> [What is required]: In the passage on environmental campaigning, which resource does the movement sometimes use in an astonishingly profligate way?

> [Text under study]:
══════════════════════════════
One of the central tenets of environmentalism is that resources should be used as carefully and sparingly as possible. By and large we try to stick to this rule in our own lives, with varying degrees of success. But there is one resource whose use by this movement is sometimes astonishingly profligate: the time and energy deployed by campaigners.
This is a rare commodity. There are few enough people who are prepared to devote their free time to trying to make the world a happier place. There are fewer still who know how to run an effective campaign, and have the grit to stick with it. We should use this rare blessing as intelligently as possible, campaigning against the most pressing threats, ensuring that we are not distracted by issues that are either trivial or imaginary.
There is no shortage of large, demonstrable and urgent hazards to the environment and public health. Among them, to name just a few, are climate change, biodiversity and habitat loss, overfishing, overuse of water, air pollution, dangerous roads and the obesity crisis. None of these attracts a sufficient number of dedicated campaigners; none of them, as a result, has the political attention it deserves. Faced with such issues, we cannot afford to squander precious time and energy chasing phantoms.
══════════════════════════════
> [Region pointing data]:

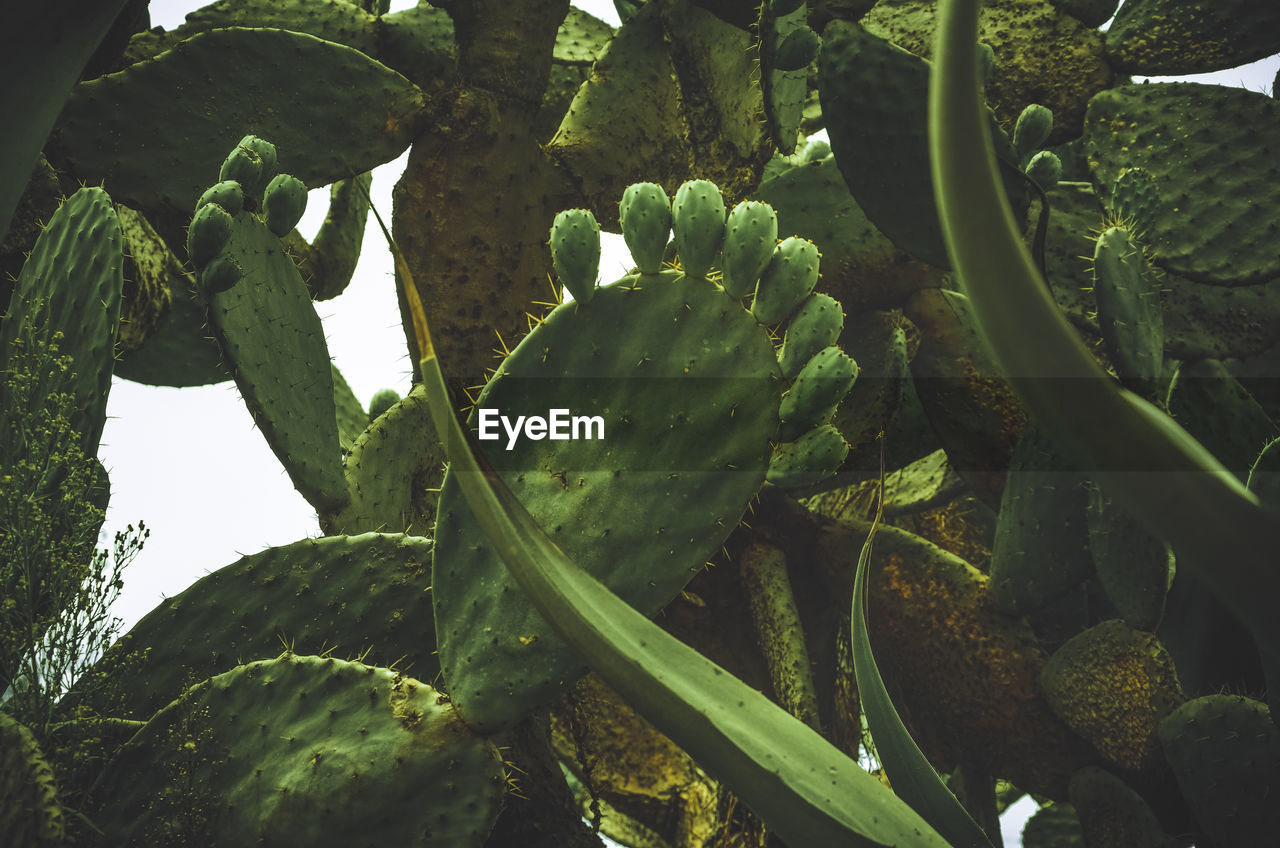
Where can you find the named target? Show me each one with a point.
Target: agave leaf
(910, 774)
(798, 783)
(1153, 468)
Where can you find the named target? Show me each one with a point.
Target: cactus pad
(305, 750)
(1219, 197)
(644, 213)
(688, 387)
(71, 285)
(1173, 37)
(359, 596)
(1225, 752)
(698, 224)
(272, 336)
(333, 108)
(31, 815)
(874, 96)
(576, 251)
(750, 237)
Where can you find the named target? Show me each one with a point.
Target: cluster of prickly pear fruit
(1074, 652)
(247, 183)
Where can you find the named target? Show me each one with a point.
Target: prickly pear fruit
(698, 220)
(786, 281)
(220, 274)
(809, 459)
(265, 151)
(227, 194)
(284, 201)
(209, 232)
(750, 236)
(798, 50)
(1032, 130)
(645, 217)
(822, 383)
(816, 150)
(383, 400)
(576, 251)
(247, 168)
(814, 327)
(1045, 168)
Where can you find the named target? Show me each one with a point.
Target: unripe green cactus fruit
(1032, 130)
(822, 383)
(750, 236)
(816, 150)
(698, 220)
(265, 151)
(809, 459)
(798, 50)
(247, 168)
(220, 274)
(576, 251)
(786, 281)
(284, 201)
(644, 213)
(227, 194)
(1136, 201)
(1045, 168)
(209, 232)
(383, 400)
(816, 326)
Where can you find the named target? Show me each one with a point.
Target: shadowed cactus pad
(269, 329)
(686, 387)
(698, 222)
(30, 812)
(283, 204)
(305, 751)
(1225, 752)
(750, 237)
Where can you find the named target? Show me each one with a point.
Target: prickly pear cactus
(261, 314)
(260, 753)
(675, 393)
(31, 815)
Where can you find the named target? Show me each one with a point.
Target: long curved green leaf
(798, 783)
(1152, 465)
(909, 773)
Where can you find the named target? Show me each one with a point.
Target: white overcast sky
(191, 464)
══════════════════════════════
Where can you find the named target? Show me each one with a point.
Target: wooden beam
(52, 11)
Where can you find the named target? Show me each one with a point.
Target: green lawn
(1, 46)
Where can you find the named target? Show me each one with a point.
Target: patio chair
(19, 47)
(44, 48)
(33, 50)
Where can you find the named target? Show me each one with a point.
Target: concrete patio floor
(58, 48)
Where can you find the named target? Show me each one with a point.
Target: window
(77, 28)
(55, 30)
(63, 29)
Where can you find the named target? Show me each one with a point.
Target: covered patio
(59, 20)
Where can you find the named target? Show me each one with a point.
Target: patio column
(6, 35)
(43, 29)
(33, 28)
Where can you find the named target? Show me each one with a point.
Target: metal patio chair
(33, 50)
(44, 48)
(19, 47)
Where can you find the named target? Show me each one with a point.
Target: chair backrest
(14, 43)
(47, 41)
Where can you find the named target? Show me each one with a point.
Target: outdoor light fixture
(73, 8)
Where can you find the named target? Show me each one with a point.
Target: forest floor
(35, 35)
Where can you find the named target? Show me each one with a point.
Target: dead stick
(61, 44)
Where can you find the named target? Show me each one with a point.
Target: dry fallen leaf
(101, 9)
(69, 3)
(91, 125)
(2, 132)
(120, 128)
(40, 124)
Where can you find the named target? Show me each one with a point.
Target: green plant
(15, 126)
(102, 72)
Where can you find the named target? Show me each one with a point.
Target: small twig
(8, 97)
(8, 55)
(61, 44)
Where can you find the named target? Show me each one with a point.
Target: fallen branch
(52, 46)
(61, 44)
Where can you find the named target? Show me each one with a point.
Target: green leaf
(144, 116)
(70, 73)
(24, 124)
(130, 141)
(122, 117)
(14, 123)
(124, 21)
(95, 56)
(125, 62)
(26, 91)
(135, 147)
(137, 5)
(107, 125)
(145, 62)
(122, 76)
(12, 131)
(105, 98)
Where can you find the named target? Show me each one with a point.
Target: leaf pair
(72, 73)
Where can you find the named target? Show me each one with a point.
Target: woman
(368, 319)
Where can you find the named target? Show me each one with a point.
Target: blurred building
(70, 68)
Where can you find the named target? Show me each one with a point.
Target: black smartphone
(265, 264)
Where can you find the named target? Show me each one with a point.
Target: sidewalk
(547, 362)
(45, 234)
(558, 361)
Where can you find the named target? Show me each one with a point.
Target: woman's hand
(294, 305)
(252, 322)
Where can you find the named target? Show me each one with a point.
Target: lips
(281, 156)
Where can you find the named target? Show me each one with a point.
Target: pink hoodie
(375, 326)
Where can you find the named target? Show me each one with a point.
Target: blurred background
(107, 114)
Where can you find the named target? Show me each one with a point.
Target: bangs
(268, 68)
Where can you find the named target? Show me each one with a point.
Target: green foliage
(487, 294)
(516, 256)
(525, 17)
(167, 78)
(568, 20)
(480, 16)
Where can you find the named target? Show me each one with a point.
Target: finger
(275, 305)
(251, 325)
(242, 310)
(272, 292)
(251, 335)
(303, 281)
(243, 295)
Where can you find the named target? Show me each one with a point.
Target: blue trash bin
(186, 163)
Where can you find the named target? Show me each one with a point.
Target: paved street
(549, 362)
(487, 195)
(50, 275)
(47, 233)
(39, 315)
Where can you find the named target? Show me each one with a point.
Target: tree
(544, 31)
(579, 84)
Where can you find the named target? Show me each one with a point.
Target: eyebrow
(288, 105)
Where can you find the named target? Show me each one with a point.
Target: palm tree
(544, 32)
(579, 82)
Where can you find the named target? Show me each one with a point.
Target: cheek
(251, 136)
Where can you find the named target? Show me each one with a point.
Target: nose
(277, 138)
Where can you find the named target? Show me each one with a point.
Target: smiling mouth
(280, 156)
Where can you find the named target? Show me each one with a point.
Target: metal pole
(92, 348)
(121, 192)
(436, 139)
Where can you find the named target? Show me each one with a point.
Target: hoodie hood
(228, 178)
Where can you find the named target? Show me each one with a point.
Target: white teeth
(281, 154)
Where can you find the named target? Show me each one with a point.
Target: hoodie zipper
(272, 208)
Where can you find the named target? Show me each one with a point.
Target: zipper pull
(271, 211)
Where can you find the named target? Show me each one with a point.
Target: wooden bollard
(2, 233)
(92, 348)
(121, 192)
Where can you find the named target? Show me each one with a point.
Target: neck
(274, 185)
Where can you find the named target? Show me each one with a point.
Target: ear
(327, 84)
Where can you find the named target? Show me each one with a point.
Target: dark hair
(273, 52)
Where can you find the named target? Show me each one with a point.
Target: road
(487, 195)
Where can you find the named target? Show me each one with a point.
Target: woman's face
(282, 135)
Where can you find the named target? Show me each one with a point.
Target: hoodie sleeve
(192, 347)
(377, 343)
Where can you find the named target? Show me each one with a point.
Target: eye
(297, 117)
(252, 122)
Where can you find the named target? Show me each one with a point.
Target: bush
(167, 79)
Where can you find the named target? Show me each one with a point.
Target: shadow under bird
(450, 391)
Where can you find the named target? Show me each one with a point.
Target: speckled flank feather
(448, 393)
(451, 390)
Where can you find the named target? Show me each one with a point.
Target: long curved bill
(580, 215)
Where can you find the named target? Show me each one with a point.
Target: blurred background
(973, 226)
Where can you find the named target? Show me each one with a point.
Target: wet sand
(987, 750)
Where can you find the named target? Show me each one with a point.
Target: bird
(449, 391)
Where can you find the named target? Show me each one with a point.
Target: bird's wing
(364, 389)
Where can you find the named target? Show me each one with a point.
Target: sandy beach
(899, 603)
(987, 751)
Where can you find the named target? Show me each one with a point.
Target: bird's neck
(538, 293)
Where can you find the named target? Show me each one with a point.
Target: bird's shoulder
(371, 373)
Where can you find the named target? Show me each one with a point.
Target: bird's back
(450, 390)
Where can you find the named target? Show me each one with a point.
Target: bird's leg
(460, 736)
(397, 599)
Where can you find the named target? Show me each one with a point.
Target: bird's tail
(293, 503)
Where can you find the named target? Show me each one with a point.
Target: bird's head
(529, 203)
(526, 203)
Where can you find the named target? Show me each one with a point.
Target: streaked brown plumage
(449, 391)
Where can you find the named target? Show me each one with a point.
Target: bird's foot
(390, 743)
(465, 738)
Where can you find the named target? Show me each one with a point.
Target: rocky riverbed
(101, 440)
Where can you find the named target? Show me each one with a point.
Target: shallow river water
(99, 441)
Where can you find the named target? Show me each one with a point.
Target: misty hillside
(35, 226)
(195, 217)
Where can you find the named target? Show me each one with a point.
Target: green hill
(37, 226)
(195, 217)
══════════════════════════════
> [Exercise solution]: The time and energy deployed by campaigners.